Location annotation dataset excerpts
## Start

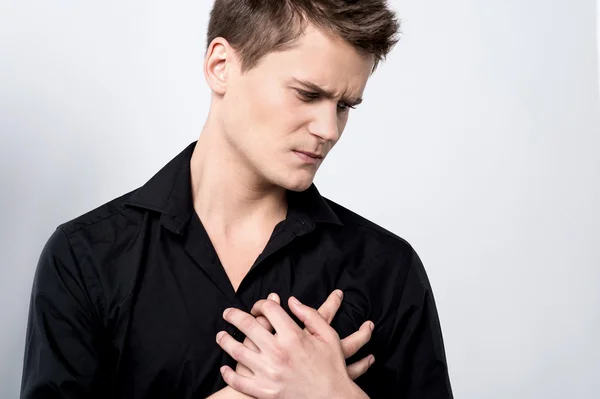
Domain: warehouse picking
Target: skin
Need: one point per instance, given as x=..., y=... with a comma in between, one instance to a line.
x=245, y=160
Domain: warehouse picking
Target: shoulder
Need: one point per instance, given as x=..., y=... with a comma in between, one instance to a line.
x=379, y=239
x=110, y=215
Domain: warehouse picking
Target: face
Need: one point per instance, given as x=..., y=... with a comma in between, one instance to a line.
x=285, y=115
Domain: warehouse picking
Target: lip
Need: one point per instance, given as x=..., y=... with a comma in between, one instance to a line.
x=308, y=157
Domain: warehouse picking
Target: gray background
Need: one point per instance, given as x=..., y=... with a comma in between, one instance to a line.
x=478, y=142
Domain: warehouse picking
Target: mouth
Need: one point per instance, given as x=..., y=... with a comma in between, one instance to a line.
x=308, y=157
x=310, y=154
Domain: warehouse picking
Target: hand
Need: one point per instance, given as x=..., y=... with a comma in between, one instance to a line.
x=293, y=363
x=350, y=345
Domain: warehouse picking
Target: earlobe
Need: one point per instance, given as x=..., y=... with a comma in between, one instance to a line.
x=215, y=66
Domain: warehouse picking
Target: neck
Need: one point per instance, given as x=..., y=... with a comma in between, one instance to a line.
x=229, y=196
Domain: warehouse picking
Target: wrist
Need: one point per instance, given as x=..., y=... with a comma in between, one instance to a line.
x=350, y=390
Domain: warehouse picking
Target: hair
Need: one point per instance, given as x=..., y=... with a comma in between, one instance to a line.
x=255, y=28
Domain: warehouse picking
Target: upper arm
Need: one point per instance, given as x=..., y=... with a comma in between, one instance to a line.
x=64, y=341
x=413, y=364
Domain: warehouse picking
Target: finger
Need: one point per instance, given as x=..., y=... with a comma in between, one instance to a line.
x=357, y=369
x=274, y=297
x=313, y=321
x=240, y=383
x=243, y=370
x=238, y=351
x=263, y=322
x=279, y=319
x=353, y=342
x=248, y=325
x=266, y=325
x=330, y=307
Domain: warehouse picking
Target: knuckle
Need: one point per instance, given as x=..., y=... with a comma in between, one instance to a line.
x=281, y=356
x=237, y=352
x=247, y=323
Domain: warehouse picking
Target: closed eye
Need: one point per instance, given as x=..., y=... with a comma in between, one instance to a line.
x=308, y=96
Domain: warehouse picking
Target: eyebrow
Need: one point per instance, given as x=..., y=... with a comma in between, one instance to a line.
x=326, y=93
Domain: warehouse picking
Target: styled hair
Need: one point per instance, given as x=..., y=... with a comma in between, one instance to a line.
x=254, y=28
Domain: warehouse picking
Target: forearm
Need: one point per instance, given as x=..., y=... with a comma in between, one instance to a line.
x=229, y=393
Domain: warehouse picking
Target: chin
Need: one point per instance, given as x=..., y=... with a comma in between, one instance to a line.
x=296, y=183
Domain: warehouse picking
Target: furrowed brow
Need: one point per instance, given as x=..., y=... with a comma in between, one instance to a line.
x=327, y=94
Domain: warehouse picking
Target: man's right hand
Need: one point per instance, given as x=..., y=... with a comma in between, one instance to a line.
x=350, y=344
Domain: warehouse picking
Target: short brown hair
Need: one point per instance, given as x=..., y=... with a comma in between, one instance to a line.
x=257, y=27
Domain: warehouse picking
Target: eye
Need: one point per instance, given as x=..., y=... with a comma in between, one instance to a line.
x=345, y=107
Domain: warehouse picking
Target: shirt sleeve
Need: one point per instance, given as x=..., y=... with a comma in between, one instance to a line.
x=63, y=344
x=413, y=365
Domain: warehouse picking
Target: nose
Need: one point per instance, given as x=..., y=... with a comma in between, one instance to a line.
x=325, y=124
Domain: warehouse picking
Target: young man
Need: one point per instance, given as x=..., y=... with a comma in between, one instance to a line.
x=161, y=293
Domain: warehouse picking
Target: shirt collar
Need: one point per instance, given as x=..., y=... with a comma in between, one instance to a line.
x=169, y=192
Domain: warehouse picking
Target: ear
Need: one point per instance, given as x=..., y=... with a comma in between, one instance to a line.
x=217, y=63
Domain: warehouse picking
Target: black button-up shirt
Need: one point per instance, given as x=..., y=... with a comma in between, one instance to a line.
x=128, y=298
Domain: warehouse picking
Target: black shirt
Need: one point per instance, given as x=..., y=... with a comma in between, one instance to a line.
x=128, y=298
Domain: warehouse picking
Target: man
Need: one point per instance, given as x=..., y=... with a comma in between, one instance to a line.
x=161, y=293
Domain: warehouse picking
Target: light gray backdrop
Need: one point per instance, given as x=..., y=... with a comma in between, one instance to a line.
x=478, y=142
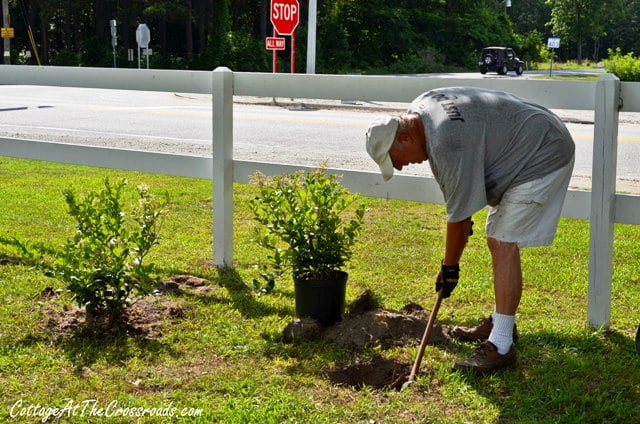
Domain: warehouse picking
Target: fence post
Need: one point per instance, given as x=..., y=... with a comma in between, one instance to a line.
x=222, y=92
x=603, y=191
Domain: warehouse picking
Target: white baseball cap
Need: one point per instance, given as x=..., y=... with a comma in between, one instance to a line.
x=380, y=137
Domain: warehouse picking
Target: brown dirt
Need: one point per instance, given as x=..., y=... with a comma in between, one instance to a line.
x=144, y=318
x=367, y=325
x=378, y=373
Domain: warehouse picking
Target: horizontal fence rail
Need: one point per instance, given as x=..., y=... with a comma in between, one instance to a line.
x=602, y=205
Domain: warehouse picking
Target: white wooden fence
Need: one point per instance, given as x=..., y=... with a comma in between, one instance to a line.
x=602, y=206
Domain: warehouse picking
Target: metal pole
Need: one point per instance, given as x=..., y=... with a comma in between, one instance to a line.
x=311, y=37
x=222, y=138
x=603, y=199
x=6, y=23
x=275, y=55
x=293, y=52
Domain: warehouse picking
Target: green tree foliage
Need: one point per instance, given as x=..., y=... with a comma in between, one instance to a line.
x=376, y=36
x=578, y=20
x=626, y=67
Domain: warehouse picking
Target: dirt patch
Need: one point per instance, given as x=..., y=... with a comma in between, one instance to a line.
x=367, y=324
x=378, y=373
x=180, y=284
x=9, y=260
x=383, y=327
x=144, y=318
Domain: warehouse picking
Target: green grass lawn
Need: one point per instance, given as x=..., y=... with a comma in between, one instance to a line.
x=225, y=358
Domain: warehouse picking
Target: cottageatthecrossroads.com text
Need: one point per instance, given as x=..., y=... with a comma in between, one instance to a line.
x=91, y=408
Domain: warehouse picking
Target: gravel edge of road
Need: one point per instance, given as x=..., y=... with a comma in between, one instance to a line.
x=569, y=116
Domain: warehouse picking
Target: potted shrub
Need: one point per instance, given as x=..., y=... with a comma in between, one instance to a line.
x=308, y=227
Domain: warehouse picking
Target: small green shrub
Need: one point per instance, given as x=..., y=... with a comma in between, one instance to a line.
x=303, y=226
x=626, y=67
x=66, y=58
x=103, y=263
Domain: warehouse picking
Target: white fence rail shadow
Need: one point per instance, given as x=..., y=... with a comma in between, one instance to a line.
x=602, y=206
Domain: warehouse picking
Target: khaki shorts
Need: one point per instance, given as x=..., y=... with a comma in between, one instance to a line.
x=528, y=214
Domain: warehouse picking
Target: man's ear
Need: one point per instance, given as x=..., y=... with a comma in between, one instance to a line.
x=403, y=138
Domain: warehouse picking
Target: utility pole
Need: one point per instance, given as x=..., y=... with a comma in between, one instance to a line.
x=6, y=23
x=311, y=37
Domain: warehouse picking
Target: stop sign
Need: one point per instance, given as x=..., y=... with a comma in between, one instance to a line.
x=285, y=16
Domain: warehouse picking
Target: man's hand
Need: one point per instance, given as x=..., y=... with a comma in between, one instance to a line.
x=447, y=278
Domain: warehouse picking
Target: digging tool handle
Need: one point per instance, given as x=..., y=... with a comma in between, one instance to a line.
x=425, y=336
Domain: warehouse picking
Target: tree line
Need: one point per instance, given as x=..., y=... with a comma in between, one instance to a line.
x=353, y=36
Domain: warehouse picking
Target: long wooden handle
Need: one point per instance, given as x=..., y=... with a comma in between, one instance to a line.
x=425, y=336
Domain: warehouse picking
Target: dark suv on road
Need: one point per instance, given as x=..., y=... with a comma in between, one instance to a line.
x=500, y=60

## End

Locate every line in the data above that contains the word "tree", and copy each of those lines. Matching is case-sensitive.

• Written response:
Target: green tree foliage
Target: tree line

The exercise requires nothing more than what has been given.